◆ **Written request**: From the population-model excerpt, quote the stretch from "Hypothesis 1" through "Hypothesis 1 is satisfied." word for word.
***** Excerpt to read *****
Here the \(\sigma _i\) are survival probabilities under “standard” conditions and the (uniform, i.e., i-independent) factor \(\pi (\varvec{N})\) reflects the reduction of the survival probability as a result of crowding and competition for food. The last age group too needs to survive the winter before they can emerge as adults, so the population density of emerging adults equals \(\sigma _k \pi (\varvec{N})N_k\). The function \(\beta \) is a composite model ingredient. It describes the number of offspring at the census moment per emerging adult. The monotonicity of \(\beta \) reflects that the per adult capita risk of falling victim to predation decreases with adult population density. This is the effect of predators becoming satiated (or even over-satiated) when prey density is very high, and that the time interval between emergence and death of the adults is too short for a numerical increase in the number of predators (mainly birds).

3 The main results

So far we did not specify any property of \(\pi \) that justifies the description “negative” density dependence. But now we require that population densities remain bounded and implicitly this is an assumption concerning the function \(\pi \).

Hypothesis 1

(dissipativity (Hale 1988)) There exists \(R>0\) such that

$$\begin{aligned} B^+_R:=\{ \varvec{N}\in {\mathbb {R}}^k_+:\ \sum _{i=1}^k N_i \le R\} \end{aligned}$$
(8)

is forward invariant and attracts all orbits.

By “attracts all orbits” we mean that for every \(\varvec{N}_0 \in {\mathbb {R}}^k_+\) there exists \(m = m(\varvec{N}_0)\) such that the solution of (1) with initial condition \(\varvec{N}(0) =\varvec{N}_0\) satisfies \(\varvec{N}(t) \in B^+_R\) for \(t\ge m(\varvec{N}_0)\). We adopt Hypothesis 1 for the rest of the paper. In Sect. 4 below we provide easily verifiable conditions on \(\pi \) and \(\beta \) that guarantee that Hypothesis 1 is satisfied.

At the end of Sect. 1 we already observed that (due to symmetry, see (Diekmann and van Gils 2003; Davydova et al. 2005) for a bit more detail) any year class is a candidate for becoming the sole inhabiter of the world. It turns out to be relatively easy to describe a set of initial conditions such that the year class that has age k at the initial time will outcompete all the other year classes.
***** Dataset excerpt *****
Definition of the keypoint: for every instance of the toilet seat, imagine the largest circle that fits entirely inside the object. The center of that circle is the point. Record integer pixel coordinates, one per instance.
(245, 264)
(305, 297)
*****
◆ **Final result**:
Hypothesis 1

(dissipativity (Hale 1988)) There exists \(R>0\) such that

$$\begin{aligned} B^+_R:=\{ \varvec{N}\in {\mathbb {R}}^k_+:\ \sum _{i=1}^k N_i \le R\} \end{aligned}$$
(8)

is forward invariant and attracts all orbits.

By “attracts all orbits” we mean that for every \(\varvec{N}_0 \in {\mathbb {R}}^k_+\) there exists \(m = m(\varvec{N}_0)\) such that the solution of (1) with initial condition \(\varvec{N}(0) =\varvec{N}_0\) satisfies \(\varvec{N}(t) \in B^+_R\) for \(t\ge m(\varvec{N}_0)\). We adopt Hypothesis 1 for the rest of the paper. In Sect. 4 below we provide easily verifiable conditions on \(\pi \) and \(\beta \) that guarantee that Hypothesis 1 is satisfied.